(TEXT UNDER STUDY)
You’re forewarned: this post could get a little technical and lengthy. I realise that it could end up being a very niche one, i.e. only for those in the UK for whom playwork qualifications are a concern. So, I intend to widen the scope a little in what I’m about to write; this being: (i) Details of my complaint for that niche readership; (ii) Focus on one particular area of concern (namely, that which playworkers know as ‘the play cycle’, within something known as ‘psycholudics’), which will also serve as an introduction to those not familiar with the concepts; (iii) Brief analysis of aspects related to the play cycle within psycholudics, for playworkers and non-playworkers alike.

So, onto my complaint. The glossary linked to, at the time of writing, on the CACHE site (other awarding bodies are available) states that ‘the [play] cycle includes the metalude, the cue, the return, the frame, adulteration, annihilation and display [sic].’ Where do I start here? I’ve wanted to write a little something on psycholudics for a while now because it crops up regularly in search engine results, as listed on my WordPress dashboard. So, if this is you looking for psycholudics and/or the play cycle, let me just start by saying that the CACHE glossary isn’t accurate.

The best place to go for information on psycholudics will be the source, i.e. the Ludemos site [Please note update at the bottom of this post]. There you’ll find the Colorado Paper (1998), written by Gordon Sturrock and Perry Else. It’s a heavy read, I won’t lie, but it’s an important read. The trouble is, because it can be a bit heavy-going in places, it’s been watered down somewhat in the sector. I’m afraid I shall need to do the same here for the sake of brevity in this post, though I recommend that you also read the real deal (go to Ludemos).
(End TEXT UNDER STUDY)
(EXTRACTED ENTRIES)
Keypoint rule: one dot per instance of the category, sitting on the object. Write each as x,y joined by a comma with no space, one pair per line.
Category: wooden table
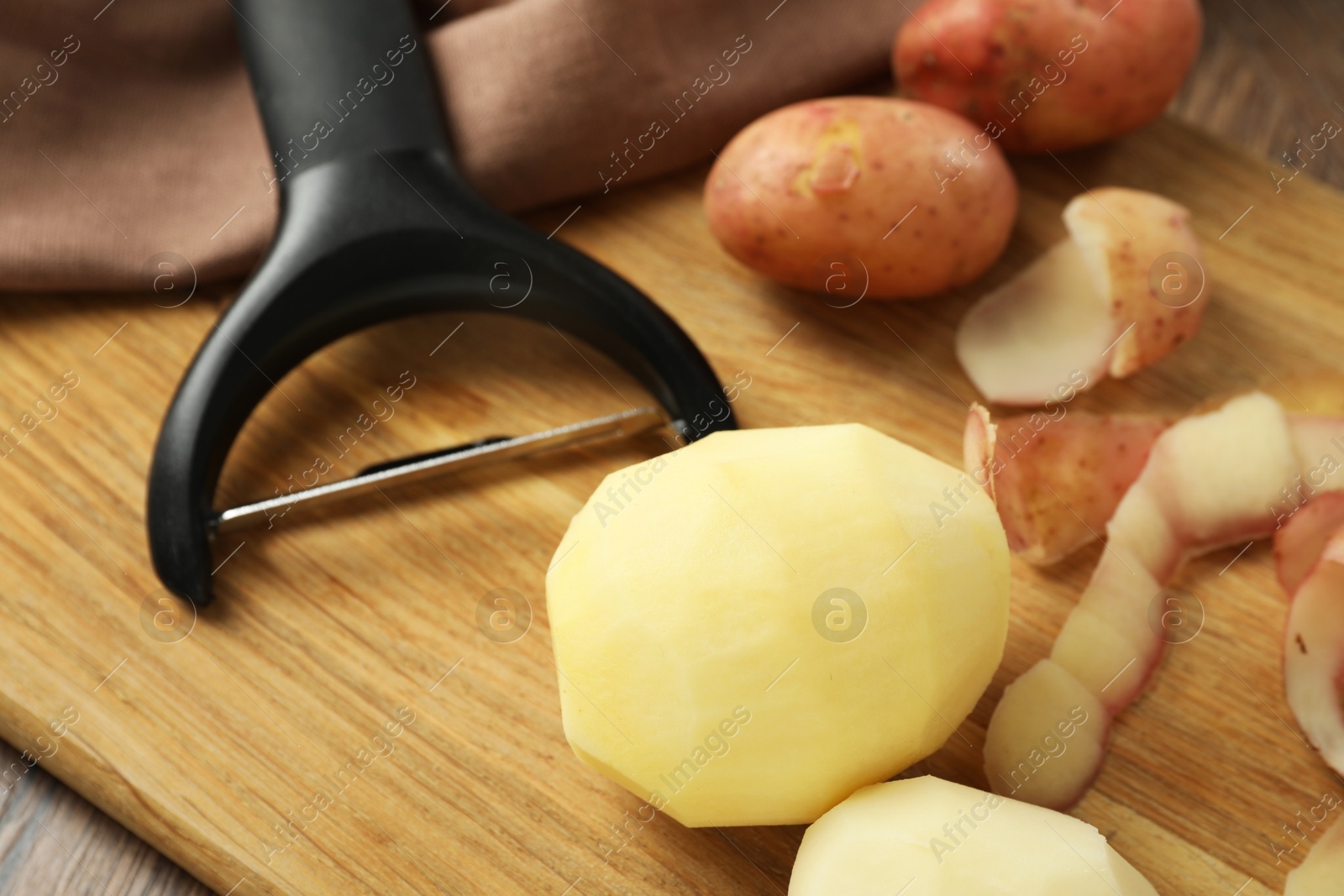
1269,74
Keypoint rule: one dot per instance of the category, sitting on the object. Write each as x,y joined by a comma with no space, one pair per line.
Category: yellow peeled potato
931,836
749,629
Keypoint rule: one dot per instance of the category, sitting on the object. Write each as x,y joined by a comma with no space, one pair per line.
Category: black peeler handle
376,223
339,78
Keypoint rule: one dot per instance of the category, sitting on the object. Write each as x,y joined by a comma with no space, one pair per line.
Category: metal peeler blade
454,459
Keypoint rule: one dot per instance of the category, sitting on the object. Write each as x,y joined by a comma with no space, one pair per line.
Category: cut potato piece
1323,869
1126,288
948,839
1021,342
1210,479
1303,537
1314,652
1057,479
754,626
1046,739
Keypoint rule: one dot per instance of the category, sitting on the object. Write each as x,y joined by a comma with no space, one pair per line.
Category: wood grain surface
327,627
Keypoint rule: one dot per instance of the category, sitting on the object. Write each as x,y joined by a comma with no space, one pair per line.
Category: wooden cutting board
210,736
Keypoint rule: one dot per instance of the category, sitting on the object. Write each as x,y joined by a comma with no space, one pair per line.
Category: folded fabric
128,128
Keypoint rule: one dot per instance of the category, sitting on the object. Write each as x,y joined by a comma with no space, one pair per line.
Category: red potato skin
832,177
1054,74
1058,484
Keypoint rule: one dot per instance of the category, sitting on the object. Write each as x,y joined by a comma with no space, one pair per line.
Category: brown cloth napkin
128,128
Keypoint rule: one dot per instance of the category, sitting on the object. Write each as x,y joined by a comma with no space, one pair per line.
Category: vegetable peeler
376,223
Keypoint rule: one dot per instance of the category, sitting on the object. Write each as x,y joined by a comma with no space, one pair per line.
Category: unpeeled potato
864,196
1048,74
752,627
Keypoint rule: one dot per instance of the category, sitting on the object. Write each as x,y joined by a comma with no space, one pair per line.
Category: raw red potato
1210,481
1057,479
812,195
1323,869
1048,74
1126,288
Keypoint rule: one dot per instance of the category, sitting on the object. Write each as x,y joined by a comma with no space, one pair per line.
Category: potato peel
1126,289
1193,496
1057,481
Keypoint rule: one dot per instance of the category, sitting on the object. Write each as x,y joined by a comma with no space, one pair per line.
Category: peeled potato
864,196
956,840
752,627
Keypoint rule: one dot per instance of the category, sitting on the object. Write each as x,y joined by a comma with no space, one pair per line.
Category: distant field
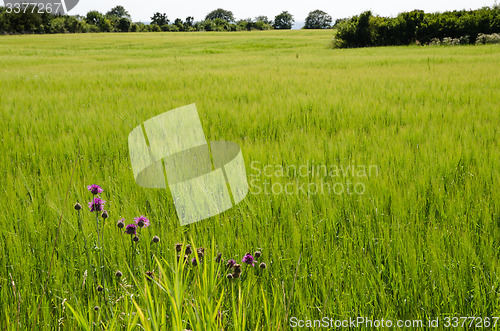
420,242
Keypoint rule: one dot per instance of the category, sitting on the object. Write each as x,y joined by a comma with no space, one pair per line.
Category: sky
144,9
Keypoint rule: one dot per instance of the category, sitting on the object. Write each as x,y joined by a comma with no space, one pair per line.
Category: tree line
417,27
30,20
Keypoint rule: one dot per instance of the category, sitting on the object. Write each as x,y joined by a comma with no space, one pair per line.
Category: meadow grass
421,241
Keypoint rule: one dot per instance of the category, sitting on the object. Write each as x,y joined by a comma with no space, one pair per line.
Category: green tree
94,17
123,24
118,11
263,19
159,19
318,19
189,21
178,23
283,21
222,14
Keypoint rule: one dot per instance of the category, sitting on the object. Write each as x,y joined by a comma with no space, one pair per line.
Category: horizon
142,12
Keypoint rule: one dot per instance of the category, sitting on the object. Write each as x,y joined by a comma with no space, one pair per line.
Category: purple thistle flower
248,259
96,204
131,229
230,263
142,221
95,189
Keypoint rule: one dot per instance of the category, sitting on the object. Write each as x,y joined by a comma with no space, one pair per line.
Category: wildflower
120,224
95,189
131,229
201,252
218,258
230,263
248,259
96,204
141,221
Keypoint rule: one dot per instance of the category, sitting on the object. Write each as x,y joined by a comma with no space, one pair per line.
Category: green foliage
284,20
416,27
483,39
318,19
222,14
421,242
263,19
159,19
118,11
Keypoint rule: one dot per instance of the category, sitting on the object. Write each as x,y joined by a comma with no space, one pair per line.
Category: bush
448,28
493,38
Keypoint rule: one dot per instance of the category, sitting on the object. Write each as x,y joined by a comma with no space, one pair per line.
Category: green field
420,242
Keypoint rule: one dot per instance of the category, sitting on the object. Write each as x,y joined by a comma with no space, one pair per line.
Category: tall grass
421,242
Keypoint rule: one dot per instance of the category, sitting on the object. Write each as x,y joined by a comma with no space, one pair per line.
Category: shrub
493,38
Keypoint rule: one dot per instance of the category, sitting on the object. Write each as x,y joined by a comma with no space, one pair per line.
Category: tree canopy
224,15
318,19
283,21
118,11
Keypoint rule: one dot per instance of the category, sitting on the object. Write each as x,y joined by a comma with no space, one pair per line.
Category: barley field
374,181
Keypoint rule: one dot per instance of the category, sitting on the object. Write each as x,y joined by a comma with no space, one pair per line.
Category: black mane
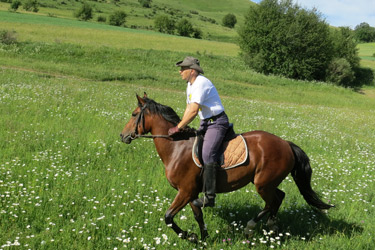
167,112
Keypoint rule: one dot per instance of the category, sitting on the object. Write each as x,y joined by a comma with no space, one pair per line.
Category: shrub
31,5
118,18
282,39
197,33
101,19
15,5
8,37
84,13
364,33
164,24
340,72
184,27
145,3
229,20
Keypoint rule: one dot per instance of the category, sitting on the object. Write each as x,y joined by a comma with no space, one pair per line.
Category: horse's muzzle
127,139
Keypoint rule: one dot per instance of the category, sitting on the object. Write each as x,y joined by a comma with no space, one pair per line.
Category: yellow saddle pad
235,153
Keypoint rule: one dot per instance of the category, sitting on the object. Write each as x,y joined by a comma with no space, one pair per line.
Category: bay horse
271,159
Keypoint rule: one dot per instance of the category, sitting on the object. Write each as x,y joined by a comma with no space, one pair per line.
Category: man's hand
173,130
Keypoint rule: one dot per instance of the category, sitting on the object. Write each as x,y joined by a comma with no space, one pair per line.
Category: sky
342,12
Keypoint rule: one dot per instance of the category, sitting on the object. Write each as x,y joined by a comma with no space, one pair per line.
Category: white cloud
342,12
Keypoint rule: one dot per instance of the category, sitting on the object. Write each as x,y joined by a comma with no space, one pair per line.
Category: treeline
281,38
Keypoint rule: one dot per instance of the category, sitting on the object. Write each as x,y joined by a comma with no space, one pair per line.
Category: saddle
233,153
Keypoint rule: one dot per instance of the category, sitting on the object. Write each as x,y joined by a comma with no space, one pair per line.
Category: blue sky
342,12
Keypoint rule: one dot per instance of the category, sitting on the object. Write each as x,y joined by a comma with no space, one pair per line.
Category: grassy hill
66,182
205,15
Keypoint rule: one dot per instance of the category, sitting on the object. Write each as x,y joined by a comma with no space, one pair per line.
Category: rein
141,119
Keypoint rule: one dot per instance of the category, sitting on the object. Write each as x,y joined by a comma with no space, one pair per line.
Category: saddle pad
235,153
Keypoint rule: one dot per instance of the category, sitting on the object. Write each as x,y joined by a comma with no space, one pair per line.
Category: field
67,182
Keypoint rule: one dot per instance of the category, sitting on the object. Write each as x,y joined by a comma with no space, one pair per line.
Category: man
203,100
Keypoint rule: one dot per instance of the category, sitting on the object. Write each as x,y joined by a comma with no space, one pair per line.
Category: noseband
141,119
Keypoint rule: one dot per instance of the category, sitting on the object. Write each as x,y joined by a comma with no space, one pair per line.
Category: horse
271,159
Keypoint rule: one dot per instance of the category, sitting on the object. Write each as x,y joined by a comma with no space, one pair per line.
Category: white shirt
203,92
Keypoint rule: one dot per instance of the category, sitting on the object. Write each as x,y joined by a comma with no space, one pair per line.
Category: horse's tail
301,174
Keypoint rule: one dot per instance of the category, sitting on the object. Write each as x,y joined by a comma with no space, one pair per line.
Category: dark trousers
215,130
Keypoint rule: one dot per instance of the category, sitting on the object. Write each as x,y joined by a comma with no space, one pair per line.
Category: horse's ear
140,100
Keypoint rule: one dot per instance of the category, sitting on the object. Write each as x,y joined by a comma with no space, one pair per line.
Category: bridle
141,120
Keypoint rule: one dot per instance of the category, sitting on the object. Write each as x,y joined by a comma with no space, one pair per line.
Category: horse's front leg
198,215
179,202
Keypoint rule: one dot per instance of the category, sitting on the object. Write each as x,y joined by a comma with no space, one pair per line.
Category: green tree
31,5
164,24
118,18
364,33
280,38
84,12
184,27
229,20
145,3
15,5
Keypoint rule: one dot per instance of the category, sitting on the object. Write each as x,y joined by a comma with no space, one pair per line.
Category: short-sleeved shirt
203,92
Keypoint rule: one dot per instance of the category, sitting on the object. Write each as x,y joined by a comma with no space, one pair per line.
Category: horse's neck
166,148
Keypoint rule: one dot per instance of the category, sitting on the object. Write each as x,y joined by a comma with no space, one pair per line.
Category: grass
67,182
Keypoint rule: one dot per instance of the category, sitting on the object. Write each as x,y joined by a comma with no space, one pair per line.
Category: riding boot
209,186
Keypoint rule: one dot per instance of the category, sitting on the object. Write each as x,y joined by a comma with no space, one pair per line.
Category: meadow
67,182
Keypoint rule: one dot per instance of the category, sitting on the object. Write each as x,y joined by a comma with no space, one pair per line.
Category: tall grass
67,182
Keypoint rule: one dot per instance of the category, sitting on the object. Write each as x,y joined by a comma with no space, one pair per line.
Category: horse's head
137,124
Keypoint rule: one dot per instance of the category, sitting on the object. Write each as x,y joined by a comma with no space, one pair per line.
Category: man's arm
189,114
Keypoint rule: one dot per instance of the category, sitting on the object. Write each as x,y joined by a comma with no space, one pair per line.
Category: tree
31,5
184,27
118,18
15,5
84,13
229,20
145,3
164,24
283,39
364,33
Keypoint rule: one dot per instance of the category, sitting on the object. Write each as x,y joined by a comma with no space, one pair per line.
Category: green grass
67,182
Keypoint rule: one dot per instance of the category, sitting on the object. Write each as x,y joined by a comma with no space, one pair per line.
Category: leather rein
141,119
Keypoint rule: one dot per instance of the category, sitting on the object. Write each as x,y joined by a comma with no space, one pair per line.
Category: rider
203,100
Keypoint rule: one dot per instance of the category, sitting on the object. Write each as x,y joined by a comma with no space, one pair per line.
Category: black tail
301,174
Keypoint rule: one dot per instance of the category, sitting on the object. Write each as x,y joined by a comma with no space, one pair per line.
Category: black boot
209,186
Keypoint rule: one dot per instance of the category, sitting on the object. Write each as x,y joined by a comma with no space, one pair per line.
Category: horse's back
269,152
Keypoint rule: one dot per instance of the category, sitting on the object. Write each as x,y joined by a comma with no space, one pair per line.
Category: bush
229,20
197,33
8,37
15,5
364,33
84,13
164,24
31,5
283,39
340,72
145,3
118,18
101,19
364,76
184,27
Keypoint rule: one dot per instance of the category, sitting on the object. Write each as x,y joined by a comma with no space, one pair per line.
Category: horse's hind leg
279,196
198,215
178,203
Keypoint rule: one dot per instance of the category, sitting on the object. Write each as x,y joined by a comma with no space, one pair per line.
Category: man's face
185,73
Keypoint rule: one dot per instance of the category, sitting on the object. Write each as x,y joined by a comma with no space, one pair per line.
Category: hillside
203,14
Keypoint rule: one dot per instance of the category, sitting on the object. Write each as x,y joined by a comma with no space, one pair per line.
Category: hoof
248,232
193,238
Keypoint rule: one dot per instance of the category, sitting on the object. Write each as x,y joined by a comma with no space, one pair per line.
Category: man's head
190,63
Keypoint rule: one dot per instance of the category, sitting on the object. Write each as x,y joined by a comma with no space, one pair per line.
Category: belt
215,117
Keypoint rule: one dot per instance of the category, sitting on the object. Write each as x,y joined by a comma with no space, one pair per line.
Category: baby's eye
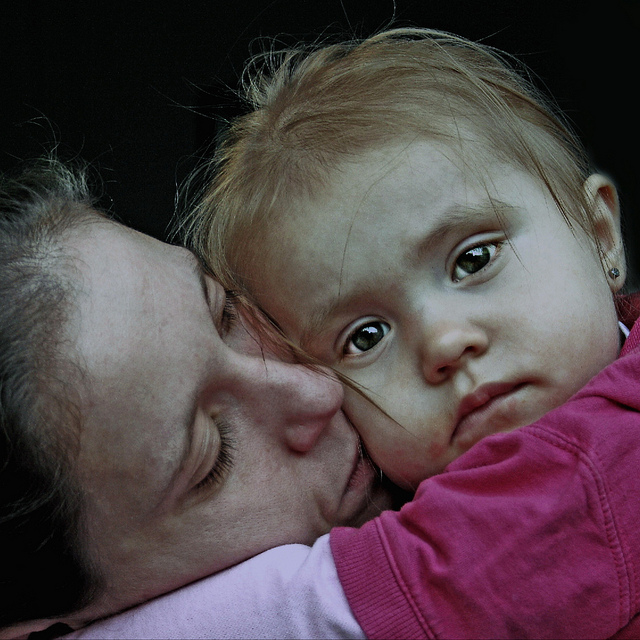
(End EXTRACTED ENTRIES)
## WHAT IS EXPECTED
Write the next part of the post on psycholudics and the play cycle, starting after its last sentence.

## ANSWER TO THIS PROBLEM
Psycholudics, ‘the study of the mind and psyche at play’, is drawn from the psychoanalytic work of those such as D. W. Winnicott (1896-1971). The play cycle, or the ‘play process’, being part of the paper above, is written in the Ludemos glossary as consisting of:

‘the full exchange of play from the child’s first play cue, the establishment of the play frame, the perceived return from the outside world, the child’s response to the return, and the further development of play to the point where the play is complete and so ended or annihilated.’

So, to my complaint: this authoritative source has morphed into, for example, the CACHE glossary’s version, which I shall repeat again here: ‘the [play] cycle includes the metalude, the cue, the return, the frame, adulteration, annihilation and display [sic].’

The latter is wrong. Playwork learners are being misinformed.

The watering down process, in playwork training, has amounted to the play cycle coming to be known as (and I’ll briefly explain each shortly): metalude, cue, return, frame, flow, annihilation.

Whilst Sturrock and Else themselves haven’t included ‘metalude’ in their own glossary definition of the play cycle, for greater clarity I suspect, they can be forgiven because they wrote it! However, something I’ve just noticed is that on their overview page, they write that ‘play drive’ and ‘metalude’ (see below) amount to the same thing. I wondered where my learners had got this from!

Let’s go back a step. From the Colorado Paper, Sturrock and Else write that the play drive, or ludido (I told you it can be heavy-going in places!), ‘could be precisely seen as the active agency of an evolving consciousness’. OK, so this play drive/ludido then is one of the things that makes us tick: a drive or an urge to play.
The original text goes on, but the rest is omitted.